## Exercise instructions
Please set down, word for word, the passage of the article below on Center City homeless outreach from "The plan also" to "to Locust streets)".

## Supplied text
City Hall targets Center City with new homeless outreach
On Monday city officials presented a plan that will seek to help the homeless in Center City. The outreach measure is a response to a “growing presence of street homelessness at four high volume areas of Center City.”
The plan will place uniformed outreach teams in the areas that have been identified by the Office of Supportive Housing (OSH) as “hot spots.” The idea is to engage and assess the individuals and families living in the streets.
“Today, we are making a commitment to conduct proactive and targeted homeless outreach engagements three times a day at optimal time frames,” said Mayor Jim Kenney in a press release. “This will enable us to assist a greater number of our homeless citizens in meeting their basic survival needs while addressing the valid concerns of local businesses, commuters, advocates and all who share the streets of Center City.”
Teams will be on foot in these areas seven days a week from 6:30 a.m. to 9:30 a.m., 11:30 a.m. to 2:30 p.m., and 4 p.m. to 7 p.m. Options will be presented to any homeless individual or family for transitioning into housing and getting them access to the medical, mental health or addiction treatment help they might need.
“It’s about assisting them with meeting their needs for basic survival and providing them with general support as they begin the process of charting a course for recovering their lives and we need all of our partners to help us make this happen,” said Liz Hersh, director of the Office of Supportive Housing.
The plan also takes into account talking to local businesses to gather feedback in the areas where the teams will operate. The effort is already in action as a pilot program that will continue into the Spring and Summer.
Outreach teams —consisting of social workers, mental health counselors, addiction specialists and men and women who were once homeless — will be deployed to the following zones in four teams of three:
- Center City’s Rittenhouse Square area (15th Street to 21st Street and Market to Locust streets)
- Avenue of the Arts area (Market to Pine streets and 10th Street to Broad Street)
- Convention Center area (Vine to Market streets and 10th Street to 15th Street)
- Independence Hall area (Race to Locust streets and 4thStreet to 10th Street)
According to Project HOME, a local non-profit that fights homelessness in the region, the number of homeless individuals has grown in the Center City area. Their latest numbers show that area went from 308 individuals to 445 between 2014 and 2015.

## Provided data

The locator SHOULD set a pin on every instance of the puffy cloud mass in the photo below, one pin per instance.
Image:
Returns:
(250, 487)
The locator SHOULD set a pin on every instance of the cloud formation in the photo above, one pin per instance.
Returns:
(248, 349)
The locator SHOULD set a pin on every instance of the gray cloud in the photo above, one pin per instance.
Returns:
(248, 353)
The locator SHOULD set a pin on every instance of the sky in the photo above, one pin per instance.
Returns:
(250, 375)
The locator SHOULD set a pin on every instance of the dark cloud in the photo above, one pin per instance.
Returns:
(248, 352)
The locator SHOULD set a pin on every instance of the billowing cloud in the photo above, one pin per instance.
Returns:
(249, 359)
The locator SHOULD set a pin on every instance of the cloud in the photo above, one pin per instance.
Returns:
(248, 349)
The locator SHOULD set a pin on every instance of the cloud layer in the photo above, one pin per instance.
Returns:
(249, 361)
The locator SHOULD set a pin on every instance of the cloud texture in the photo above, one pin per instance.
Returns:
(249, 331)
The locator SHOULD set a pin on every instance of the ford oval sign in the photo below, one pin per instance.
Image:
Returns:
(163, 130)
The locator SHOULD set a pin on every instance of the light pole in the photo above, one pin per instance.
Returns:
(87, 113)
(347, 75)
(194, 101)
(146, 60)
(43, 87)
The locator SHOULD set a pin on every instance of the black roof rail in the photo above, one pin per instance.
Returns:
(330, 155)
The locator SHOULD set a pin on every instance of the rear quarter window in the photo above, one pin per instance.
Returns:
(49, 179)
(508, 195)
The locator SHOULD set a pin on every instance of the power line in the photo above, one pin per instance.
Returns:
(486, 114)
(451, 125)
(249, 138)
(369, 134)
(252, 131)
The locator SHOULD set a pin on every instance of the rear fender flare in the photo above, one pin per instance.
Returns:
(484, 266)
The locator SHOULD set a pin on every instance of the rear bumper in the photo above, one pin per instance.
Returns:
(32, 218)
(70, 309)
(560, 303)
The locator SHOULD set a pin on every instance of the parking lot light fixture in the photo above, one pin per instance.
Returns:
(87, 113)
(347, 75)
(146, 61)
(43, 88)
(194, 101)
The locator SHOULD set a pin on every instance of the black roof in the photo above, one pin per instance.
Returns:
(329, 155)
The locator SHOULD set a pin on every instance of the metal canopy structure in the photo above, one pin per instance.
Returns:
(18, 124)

## Solution to the problem
The plan also takes into account talking to local businesses to gather feedback in the areas where the teams will operate. The effort is already in action as a pilot program that will continue into the Spring and Summer.
Outreach teams —consisting of social workers, mental health counselors, addiction specialists and men and women who were once homeless — will be deployed to the following zones in four teams of three:
- Center City’s Rittenhouse Square area (15th Street to 21st Street and Market to Locust streets)